### Written exercise
Copy the data below line for line, keeping every character unchanged.

··· Rows

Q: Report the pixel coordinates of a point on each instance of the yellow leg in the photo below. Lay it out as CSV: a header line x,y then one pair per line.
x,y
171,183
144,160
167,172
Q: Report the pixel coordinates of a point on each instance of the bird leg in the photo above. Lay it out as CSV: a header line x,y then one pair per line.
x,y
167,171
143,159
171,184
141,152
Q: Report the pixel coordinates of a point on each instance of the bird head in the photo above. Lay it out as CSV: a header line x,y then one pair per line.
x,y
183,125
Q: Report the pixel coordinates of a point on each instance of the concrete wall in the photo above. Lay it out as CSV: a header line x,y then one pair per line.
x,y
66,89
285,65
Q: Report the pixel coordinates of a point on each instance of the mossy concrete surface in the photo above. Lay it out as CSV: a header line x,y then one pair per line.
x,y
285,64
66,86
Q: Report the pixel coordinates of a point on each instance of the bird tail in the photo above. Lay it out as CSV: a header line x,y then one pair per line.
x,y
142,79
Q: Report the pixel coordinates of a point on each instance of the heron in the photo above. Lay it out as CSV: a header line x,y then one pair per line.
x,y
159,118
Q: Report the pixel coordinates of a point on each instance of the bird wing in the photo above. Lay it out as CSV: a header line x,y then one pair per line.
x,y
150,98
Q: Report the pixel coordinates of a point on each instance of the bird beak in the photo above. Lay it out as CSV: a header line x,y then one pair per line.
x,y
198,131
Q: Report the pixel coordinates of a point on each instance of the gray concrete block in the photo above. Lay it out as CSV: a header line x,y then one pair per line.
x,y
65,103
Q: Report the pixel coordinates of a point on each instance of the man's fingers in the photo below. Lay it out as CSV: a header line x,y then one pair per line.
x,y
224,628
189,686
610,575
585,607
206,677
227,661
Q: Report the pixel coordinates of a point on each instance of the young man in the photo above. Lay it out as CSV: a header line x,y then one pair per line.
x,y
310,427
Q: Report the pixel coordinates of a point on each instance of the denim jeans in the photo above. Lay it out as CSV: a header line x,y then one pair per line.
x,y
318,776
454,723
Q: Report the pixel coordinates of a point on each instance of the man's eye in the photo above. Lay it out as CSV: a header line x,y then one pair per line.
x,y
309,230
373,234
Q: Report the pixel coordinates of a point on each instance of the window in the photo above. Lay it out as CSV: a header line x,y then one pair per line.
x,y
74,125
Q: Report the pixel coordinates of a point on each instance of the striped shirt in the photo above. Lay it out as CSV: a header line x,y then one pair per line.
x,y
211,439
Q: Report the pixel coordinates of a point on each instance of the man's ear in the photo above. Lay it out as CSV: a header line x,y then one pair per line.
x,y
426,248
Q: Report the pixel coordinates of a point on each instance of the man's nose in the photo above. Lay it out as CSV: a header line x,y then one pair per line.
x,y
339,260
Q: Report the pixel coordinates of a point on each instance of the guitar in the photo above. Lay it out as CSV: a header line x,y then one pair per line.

······

### Solution to the exercise
Q: Report the pixel coordinates of a point on each instance of the yellow leg in the photo below. Lay it out as CSV: a header line x,y then one pair per line.
x,y
171,183
144,160
167,172
Q: Report the pixel coordinates of a point on each instance of the bird leg in the photo above. Lay it out as CSV: a header line x,y then one pair per line.
x,y
167,171
143,159
171,184
141,152
Q: Report the pixel coordinates of a point on each instance of the bird head in the photo above. Lay it out as CSV: a header line x,y then one pair per line.
x,y
183,125
Q: Report the pixel coordinates of a point on each instance of the concrete wall in the photo above. Lay it out as CSV: a header line x,y then one pair per line.
x,y
66,89
285,65
Q: Report the pixel coordinates of a point on each instance of the mossy concrete surface in the photo above. Lay it out as CSV: a header line x,y then one pair per line.
x,y
285,64
66,86
Q: Report the pixel coordinates of a point on each instance of the bird tail in the photo above. Lay it out as CSV: a header line x,y then one pair per line.
x,y
142,79
Q: Report the pixel coordinates of a point on each instance of the heron in the photo above. Lay it out as CSV: a header line x,y then one pair per line.
x,y
159,118
Q: Report the pixel coordinates of a point on each instance of the bird wing in the photo above. Lay it out as CSV: a header line x,y then one pair per line.
x,y
150,98
Q: Report the pixel coordinates of a point on each instance of the bird beak in the photo above. Lay it out as CSV: a header line x,y then one pair per line.
x,y
198,131
Q: Report the pixel coordinates of a point on each instance of the gray concrete block in the photo above. Lay it out as CSV: a header line x,y then one pair per line.
x,y
65,103
Q: Report the pixel coordinates of a point on each instance of the man's fingers in the photo below. Lay it out as CSV: a header line x,y then one pair per line.
x,y
224,628
189,686
610,575
585,607
206,677
227,661
Q: Report the pixel coordinates of a point on each instance of the young man in the photo above. Lay it out as CSV: a header line x,y then one pair per line.
x,y
310,427
Q: Report the pixel coordinates of a point on each instance of the denim jeans in the photo above. Lay it out as CSV: a header line x,y then one pair per line.
x,y
318,776
454,723
Q: Report the pixel coordinates of a point on each instance of the man's eye in the photo above. Lay it out as CSV: a header line x,y then one pair per line.
x,y
309,230
373,234
Q: Report the pixel coordinates of a point on each instance of the window in the photo above. Lay it out as CSV: a header line x,y then one pair per line.
x,y
74,125
Q: Report the pixel coordinates of a point on each instance of the striped shirt in the photo above. Lay it out as CSV: a header line x,y then one pair per line.
x,y
211,439
Q: Report the pixel coordinates of a point on each instance of the man's ear in the photo above. Lay it out as CSV: a header line x,y then one pair per line.
x,y
426,248
Q: Report the pixel coordinates of a point on each instance of the man's nose in the photo above. Lay it out as CSV: a header line x,y then one pair per line.
x,y
339,260
Q: Report the pixel coordinates of a point on each instance of the guitar in the photo above. Lay it out as CSV: a header line x,y then one pair per line.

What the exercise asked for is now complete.